- _Selection_

··········

The Volkswagen ID. R Electric Race Car Broke Multiple World Records and Then Retired

It’s great to go out on top, and the Volkswagen ID. R did just that. After an impressive but short lifespan, the record-setting electric race car was retired along with the rest of the Volkswagen racing program. However, the influence of the Volkswagen ID. R will still be felt in the rest of Volkswagen’s ID. electric lineup.

The Volkswagen ID. R electric race car

The Volkswagen ID. R electric race car driving on a race track
The Volkswagen ID. R electric race car | Volkswagen of America, Inc. Newspress Limited

The Volkswagen ID. R first appeared in 2018. The race car is powered by two electric motors, with one on each axle. Together they produce 507 kW, 680 hp, and 479 lb-ft of torque, says Green Car Congress. This electric race car can go from 0 to 60 mph in just 2.25 seconds, and it has a top speed of 263.1 mph.

The Volkswagen ID. R’s electric speed and power have enabled it to break and set several world records in different races worldwide. Two notable examples are its triumphs at Pikes Peak and Nürburgring. In June 2018, it set a track record at the Pikes Peak International Hill Climb, with 7:57.148 minutes. Meanwhile, tt set the electric record at the Nürburgring in June 2019, with a time of 6:05.336 minutes. This was faster than the previous record by 40.564 seconds, reports Volkswagen and the ID. R had an average speed of 204.96 km/h (127.36 mph).

··········

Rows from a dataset
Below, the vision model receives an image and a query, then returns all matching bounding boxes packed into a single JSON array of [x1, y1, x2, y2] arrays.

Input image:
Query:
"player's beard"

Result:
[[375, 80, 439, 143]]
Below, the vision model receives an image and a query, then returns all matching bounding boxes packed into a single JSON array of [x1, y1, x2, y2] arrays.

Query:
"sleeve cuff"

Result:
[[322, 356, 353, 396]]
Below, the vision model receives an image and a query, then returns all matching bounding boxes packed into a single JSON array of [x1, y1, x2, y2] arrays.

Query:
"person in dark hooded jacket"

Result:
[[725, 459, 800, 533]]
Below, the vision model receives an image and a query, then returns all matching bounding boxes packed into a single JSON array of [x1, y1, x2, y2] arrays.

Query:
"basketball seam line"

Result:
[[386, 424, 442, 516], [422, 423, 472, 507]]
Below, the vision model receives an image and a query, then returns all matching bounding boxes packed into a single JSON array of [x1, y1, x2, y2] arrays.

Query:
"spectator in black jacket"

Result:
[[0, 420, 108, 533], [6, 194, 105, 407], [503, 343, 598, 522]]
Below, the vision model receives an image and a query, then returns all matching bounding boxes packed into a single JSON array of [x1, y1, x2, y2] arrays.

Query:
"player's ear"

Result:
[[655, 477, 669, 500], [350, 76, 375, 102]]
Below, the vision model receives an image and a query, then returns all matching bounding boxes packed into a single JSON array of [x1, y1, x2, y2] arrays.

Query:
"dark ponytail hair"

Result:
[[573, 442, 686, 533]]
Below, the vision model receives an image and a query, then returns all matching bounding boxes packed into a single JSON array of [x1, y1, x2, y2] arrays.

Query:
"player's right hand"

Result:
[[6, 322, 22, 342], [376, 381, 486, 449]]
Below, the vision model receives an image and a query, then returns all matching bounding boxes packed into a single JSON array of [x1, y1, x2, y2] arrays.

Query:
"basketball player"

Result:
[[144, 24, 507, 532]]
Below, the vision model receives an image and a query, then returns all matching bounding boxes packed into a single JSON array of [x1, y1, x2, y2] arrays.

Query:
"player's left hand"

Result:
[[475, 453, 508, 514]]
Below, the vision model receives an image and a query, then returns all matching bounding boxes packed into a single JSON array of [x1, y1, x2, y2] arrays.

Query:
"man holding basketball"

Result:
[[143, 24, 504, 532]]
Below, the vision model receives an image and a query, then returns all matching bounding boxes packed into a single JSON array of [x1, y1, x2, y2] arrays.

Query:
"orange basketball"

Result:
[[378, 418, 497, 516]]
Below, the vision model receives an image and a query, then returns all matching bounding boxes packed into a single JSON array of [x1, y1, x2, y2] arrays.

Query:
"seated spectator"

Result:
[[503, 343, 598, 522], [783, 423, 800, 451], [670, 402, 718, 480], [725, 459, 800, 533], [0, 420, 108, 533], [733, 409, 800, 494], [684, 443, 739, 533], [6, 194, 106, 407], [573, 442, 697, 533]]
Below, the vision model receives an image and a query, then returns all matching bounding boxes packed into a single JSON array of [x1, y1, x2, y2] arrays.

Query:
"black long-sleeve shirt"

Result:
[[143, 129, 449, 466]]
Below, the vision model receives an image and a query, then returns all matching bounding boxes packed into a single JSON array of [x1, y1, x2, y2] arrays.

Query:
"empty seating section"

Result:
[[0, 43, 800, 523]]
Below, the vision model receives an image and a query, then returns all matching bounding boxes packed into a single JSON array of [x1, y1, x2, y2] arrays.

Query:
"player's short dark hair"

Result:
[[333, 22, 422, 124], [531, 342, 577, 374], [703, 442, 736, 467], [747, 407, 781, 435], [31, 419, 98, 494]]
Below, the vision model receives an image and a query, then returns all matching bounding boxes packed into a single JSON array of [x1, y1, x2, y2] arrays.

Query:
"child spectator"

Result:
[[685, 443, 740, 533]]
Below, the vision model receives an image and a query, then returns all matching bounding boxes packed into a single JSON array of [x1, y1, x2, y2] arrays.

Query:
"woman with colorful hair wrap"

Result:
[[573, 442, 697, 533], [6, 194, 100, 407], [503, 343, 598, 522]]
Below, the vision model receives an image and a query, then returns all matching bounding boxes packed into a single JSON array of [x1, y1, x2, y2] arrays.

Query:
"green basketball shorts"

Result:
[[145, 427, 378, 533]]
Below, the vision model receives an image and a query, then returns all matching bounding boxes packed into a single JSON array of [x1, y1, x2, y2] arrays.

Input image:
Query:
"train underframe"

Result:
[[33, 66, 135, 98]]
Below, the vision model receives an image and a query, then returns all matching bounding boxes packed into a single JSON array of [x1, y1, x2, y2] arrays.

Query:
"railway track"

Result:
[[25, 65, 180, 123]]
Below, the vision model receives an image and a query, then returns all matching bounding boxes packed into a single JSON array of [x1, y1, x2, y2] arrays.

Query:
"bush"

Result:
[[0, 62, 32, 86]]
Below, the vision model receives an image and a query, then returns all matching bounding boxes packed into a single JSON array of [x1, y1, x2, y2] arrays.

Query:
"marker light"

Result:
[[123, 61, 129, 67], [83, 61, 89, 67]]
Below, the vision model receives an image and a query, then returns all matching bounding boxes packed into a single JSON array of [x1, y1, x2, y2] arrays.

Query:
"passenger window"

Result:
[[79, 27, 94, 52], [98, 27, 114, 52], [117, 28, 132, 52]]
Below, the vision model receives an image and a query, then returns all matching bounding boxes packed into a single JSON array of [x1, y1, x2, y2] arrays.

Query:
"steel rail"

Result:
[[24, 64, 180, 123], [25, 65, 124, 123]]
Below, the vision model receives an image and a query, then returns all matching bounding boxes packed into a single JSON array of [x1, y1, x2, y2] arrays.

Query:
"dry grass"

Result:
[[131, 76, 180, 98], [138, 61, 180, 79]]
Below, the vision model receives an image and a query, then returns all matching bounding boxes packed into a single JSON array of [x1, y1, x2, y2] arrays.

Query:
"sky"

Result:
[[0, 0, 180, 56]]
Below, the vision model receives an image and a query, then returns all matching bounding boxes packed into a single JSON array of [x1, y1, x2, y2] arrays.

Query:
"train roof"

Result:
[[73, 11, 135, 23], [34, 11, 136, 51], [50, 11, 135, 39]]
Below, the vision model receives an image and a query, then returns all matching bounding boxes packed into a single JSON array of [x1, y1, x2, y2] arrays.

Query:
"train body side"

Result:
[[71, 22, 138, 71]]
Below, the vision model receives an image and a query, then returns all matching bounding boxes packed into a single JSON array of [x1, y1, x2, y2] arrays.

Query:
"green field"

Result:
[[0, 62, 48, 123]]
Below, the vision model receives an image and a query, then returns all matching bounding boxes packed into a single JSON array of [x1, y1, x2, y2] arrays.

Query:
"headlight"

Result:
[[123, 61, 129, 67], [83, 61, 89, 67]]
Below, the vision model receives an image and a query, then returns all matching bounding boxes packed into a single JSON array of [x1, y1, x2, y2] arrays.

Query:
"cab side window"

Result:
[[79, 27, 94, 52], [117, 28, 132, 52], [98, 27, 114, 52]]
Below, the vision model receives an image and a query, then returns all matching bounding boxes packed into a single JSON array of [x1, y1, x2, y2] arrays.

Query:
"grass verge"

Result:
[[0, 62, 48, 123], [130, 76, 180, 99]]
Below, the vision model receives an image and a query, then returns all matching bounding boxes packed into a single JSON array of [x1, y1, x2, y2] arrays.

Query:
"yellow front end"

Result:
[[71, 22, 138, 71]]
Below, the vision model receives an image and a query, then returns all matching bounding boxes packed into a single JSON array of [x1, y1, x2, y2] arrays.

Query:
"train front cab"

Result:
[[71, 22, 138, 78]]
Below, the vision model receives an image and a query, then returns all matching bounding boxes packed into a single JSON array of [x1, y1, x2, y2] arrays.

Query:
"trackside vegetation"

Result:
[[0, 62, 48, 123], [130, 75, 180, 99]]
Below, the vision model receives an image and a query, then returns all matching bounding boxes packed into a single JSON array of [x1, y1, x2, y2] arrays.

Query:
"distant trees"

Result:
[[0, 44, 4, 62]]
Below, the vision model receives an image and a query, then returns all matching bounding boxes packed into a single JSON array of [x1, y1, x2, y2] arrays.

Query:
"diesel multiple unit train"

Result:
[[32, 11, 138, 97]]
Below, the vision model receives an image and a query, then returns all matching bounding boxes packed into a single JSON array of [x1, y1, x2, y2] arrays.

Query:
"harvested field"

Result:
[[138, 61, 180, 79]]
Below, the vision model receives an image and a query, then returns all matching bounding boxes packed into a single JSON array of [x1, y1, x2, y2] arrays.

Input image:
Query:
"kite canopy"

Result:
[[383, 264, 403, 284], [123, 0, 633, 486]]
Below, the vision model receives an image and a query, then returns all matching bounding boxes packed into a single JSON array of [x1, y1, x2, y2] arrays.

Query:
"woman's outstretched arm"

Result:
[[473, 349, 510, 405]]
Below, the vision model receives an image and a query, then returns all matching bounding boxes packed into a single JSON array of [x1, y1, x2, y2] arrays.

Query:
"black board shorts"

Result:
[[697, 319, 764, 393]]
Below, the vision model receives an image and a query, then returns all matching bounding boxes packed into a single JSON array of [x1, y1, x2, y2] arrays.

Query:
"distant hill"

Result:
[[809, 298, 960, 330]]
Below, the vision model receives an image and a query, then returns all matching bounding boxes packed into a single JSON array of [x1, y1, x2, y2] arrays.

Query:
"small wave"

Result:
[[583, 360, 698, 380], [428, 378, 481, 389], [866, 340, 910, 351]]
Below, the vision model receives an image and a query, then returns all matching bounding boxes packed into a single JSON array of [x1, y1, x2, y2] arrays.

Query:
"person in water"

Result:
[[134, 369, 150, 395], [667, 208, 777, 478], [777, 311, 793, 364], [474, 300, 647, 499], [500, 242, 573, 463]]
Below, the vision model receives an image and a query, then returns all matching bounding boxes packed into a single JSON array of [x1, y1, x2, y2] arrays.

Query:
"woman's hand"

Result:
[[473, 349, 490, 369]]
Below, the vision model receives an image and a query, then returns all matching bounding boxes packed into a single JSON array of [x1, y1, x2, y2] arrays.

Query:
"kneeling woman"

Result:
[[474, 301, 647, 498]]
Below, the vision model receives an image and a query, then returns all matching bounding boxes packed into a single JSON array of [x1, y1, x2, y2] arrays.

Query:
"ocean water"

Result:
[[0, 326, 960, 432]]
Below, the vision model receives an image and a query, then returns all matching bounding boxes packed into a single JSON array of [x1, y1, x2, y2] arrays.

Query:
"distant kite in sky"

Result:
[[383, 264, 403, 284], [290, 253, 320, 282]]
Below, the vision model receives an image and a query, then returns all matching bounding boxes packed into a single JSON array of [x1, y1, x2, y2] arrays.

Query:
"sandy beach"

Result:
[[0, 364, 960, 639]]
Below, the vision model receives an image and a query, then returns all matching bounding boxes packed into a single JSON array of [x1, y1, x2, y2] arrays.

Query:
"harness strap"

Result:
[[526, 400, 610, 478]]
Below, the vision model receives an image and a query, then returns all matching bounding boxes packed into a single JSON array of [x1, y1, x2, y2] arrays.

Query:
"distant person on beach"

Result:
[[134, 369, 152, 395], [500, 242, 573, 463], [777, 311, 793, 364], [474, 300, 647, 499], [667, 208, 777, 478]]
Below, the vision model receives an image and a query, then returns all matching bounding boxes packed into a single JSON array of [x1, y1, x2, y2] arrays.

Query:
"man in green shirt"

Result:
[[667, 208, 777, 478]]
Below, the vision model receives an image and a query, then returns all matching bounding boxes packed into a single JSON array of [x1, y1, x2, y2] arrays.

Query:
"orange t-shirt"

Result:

··········

- _Exercise description_
From the article on the Volkswagen ID. R, transcribe word for word the passage that begins with the words containing "The Volkswagen ID. R Electric Race Car Broke" and ends with "ID. electric lineup.".

- _Solution below_
The Volkswagen ID. R Electric Race Car Broke Multiple World Records and Then Retired

It’s great to go out on top, and the Volkswagen ID. R did just that. After an impressive but short lifespan, the record-setting electric race car was retired along with the rest of the Volkswagen racing program. However, the influence of the Volkswagen ID. R will still be felt in the rest of Volkswagen’s ID. electric lineup.